— Begin PAGE TEXT —
The mayoral development corporation is currently focused on unlocking the north of the site to ease the passage of the HS2 station at the southern end, which is not due to open until 2026. But Liz Peace added that the OPDC is working with HS2 to ensure that the development potential of the surrounding area is not constrained once the high speed rail project is complete.

Transport for London (TfL) is also looking to develop housing on its surplus land. The property team at TfL has been tasked with starting 10,000 homes on site by 2021.

TfL head of property development Peter Elliott told the conference that the surface car parks it owns at rail stations in the capital’s outer suburbs provided a ‘huge opportunity’ for housing development. Referring to the relatively healthy state of the outer London housing market, he said: “There is much more interest in zones 3 to 6 in which TfL happens to hold a lot of land.”

But redeveloping the capital’s bus stations and Docklands Light Railway stations was ‘potentially more transformational’, said Mr Elliot. “Putting bus stations at ground floor creates a shed load of cash and better interchanges between bus and tube stations,” he said.

Other projects being worked up by TfL include a ‘potential brand-new town centre’ in Edgware and new homes on top of the Harrow on Hill station. Redeveloping its station a Poplar in London’s east end is also on the radar, which could improve the integration between high rise Canary Wharf and the less heavily built up east end neighbourhood next door.
— End PAGE TEXT —
— Begin DATA EXCERPT —
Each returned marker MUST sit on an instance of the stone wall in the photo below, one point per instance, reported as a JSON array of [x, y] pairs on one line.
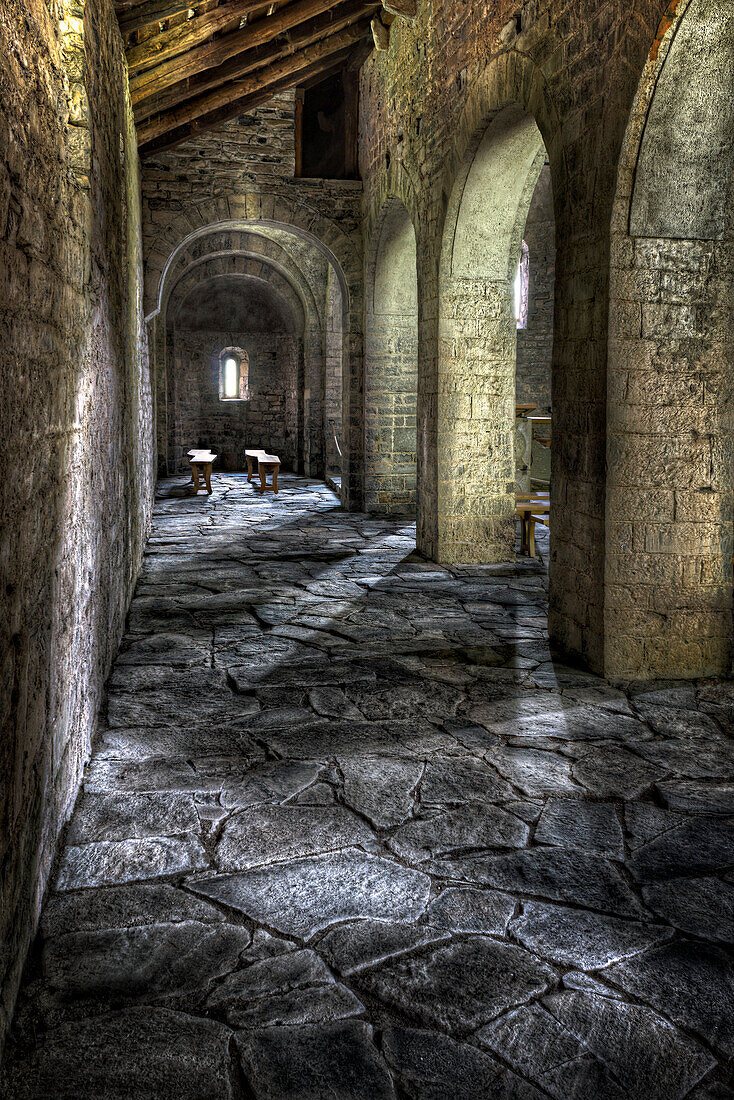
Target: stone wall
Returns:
[[670, 447], [75, 418], [425, 105], [222, 183], [267, 419], [535, 342]]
— End DATA EXCERPT —
== PROBLEM DESCRIPTION ==
List each specific project that the text on housing development in London names in its last paragraph as being worked up or considered by TfL.

== WRITTEN ANSWER ==
- A potential brand-new town centre in Edgware
- New homes on top of the Harrow on Hill station
- Redeveloping its station at Poplar in London's east end